## EXERCISE REQUIREMENTS
Search the lines of the records for the word "below", and copy every line that has it.

## RECORDS SHOWN
►

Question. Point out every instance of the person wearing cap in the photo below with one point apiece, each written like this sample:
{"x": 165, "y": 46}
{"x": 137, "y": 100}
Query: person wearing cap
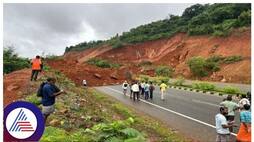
{"x": 36, "y": 67}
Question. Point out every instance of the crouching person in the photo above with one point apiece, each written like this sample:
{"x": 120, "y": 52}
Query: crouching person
{"x": 49, "y": 92}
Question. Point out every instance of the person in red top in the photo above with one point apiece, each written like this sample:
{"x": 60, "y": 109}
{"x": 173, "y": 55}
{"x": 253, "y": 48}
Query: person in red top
{"x": 36, "y": 67}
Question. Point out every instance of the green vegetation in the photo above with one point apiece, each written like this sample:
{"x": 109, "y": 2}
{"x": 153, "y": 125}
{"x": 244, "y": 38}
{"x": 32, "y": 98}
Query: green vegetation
{"x": 102, "y": 63}
{"x": 217, "y": 19}
{"x": 85, "y": 115}
{"x": 232, "y": 59}
{"x": 164, "y": 71}
{"x": 12, "y": 62}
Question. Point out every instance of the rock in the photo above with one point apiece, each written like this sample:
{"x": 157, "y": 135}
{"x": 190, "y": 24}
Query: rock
{"x": 63, "y": 111}
{"x": 223, "y": 80}
{"x": 12, "y": 87}
{"x": 54, "y": 122}
{"x": 97, "y": 76}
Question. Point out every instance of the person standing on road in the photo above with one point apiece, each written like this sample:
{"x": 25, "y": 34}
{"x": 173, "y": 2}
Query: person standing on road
{"x": 36, "y": 67}
{"x": 131, "y": 92}
{"x": 163, "y": 88}
{"x": 135, "y": 89}
{"x": 151, "y": 89}
{"x": 142, "y": 88}
{"x": 49, "y": 93}
{"x": 125, "y": 86}
{"x": 244, "y": 133}
{"x": 232, "y": 107}
{"x": 146, "y": 89}
{"x": 222, "y": 126}
{"x": 243, "y": 101}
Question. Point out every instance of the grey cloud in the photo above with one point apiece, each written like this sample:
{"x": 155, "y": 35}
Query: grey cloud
{"x": 49, "y": 28}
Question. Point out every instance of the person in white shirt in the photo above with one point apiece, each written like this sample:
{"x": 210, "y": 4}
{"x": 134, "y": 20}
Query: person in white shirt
{"x": 125, "y": 86}
{"x": 135, "y": 91}
{"x": 243, "y": 101}
{"x": 222, "y": 126}
{"x": 84, "y": 83}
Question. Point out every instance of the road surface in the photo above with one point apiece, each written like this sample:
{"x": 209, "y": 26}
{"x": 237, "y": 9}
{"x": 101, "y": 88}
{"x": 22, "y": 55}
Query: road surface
{"x": 190, "y": 113}
{"x": 243, "y": 87}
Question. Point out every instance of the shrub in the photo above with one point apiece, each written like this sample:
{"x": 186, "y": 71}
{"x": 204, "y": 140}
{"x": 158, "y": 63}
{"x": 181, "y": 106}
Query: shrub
{"x": 204, "y": 86}
{"x": 232, "y": 59}
{"x": 164, "y": 71}
{"x": 230, "y": 90}
{"x": 197, "y": 66}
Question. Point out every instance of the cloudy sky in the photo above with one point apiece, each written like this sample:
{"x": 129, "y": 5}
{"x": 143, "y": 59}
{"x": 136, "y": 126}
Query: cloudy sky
{"x": 36, "y": 28}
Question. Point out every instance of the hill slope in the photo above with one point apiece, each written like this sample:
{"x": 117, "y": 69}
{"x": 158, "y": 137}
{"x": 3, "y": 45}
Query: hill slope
{"x": 174, "y": 52}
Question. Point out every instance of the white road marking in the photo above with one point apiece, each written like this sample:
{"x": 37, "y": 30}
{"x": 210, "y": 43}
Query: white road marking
{"x": 202, "y": 102}
{"x": 177, "y": 113}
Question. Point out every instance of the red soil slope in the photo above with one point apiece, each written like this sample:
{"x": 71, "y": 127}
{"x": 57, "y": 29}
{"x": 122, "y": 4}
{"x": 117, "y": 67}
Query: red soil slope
{"x": 174, "y": 51}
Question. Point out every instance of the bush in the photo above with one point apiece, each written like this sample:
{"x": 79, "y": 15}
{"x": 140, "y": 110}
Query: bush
{"x": 197, "y": 66}
{"x": 164, "y": 71}
{"x": 204, "y": 86}
{"x": 232, "y": 59}
{"x": 231, "y": 90}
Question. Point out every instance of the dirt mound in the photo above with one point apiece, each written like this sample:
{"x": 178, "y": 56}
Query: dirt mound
{"x": 174, "y": 52}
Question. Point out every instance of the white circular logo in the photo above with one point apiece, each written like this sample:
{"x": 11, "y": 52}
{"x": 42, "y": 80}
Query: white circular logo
{"x": 21, "y": 123}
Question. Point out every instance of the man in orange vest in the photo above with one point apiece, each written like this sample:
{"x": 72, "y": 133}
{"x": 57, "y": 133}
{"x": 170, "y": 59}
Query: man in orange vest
{"x": 36, "y": 67}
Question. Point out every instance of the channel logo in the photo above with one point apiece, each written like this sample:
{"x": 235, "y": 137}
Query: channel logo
{"x": 23, "y": 122}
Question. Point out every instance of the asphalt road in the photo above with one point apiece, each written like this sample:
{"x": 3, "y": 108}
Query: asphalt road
{"x": 242, "y": 87}
{"x": 190, "y": 113}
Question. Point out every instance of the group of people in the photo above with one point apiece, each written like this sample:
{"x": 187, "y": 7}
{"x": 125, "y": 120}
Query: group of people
{"x": 225, "y": 120}
{"x": 144, "y": 89}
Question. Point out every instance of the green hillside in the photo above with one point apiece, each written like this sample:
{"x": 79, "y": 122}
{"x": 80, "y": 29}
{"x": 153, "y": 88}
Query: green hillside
{"x": 215, "y": 19}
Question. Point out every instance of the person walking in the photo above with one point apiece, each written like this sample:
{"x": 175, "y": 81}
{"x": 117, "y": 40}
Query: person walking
{"x": 244, "y": 133}
{"x": 151, "y": 89}
{"x": 49, "y": 93}
{"x": 135, "y": 89}
{"x": 146, "y": 90}
{"x": 163, "y": 88}
{"x": 131, "y": 92}
{"x": 232, "y": 107}
{"x": 222, "y": 126}
{"x": 243, "y": 101}
{"x": 36, "y": 67}
{"x": 125, "y": 87}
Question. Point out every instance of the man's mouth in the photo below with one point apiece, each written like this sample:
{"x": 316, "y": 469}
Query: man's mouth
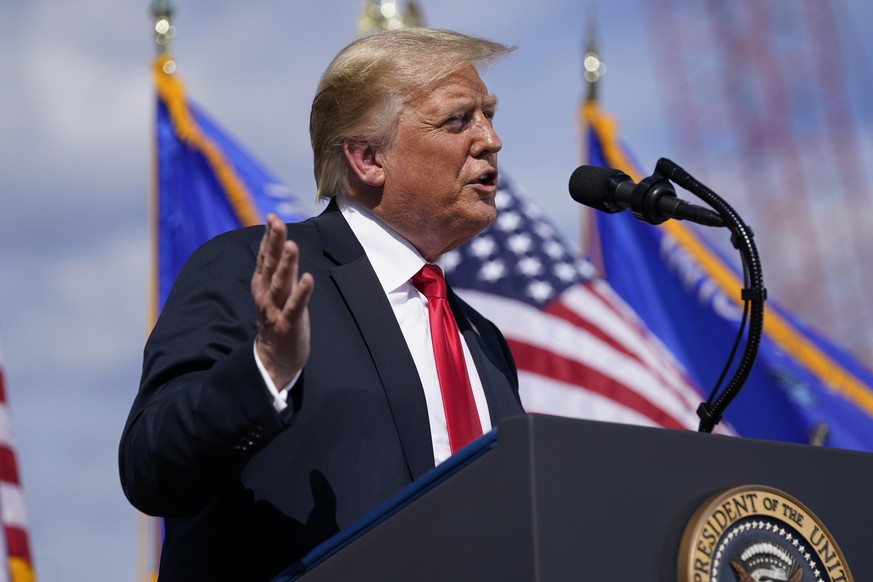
{"x": 488, "y": 178}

◄

## RESPONSE BOX
Question. Point out every instance of the person wearing cap in the photo below with one point apiece, each written like this sample:
Question. Point out every instance of the man's mouth in the photo below with one point apiece, each written like this sample:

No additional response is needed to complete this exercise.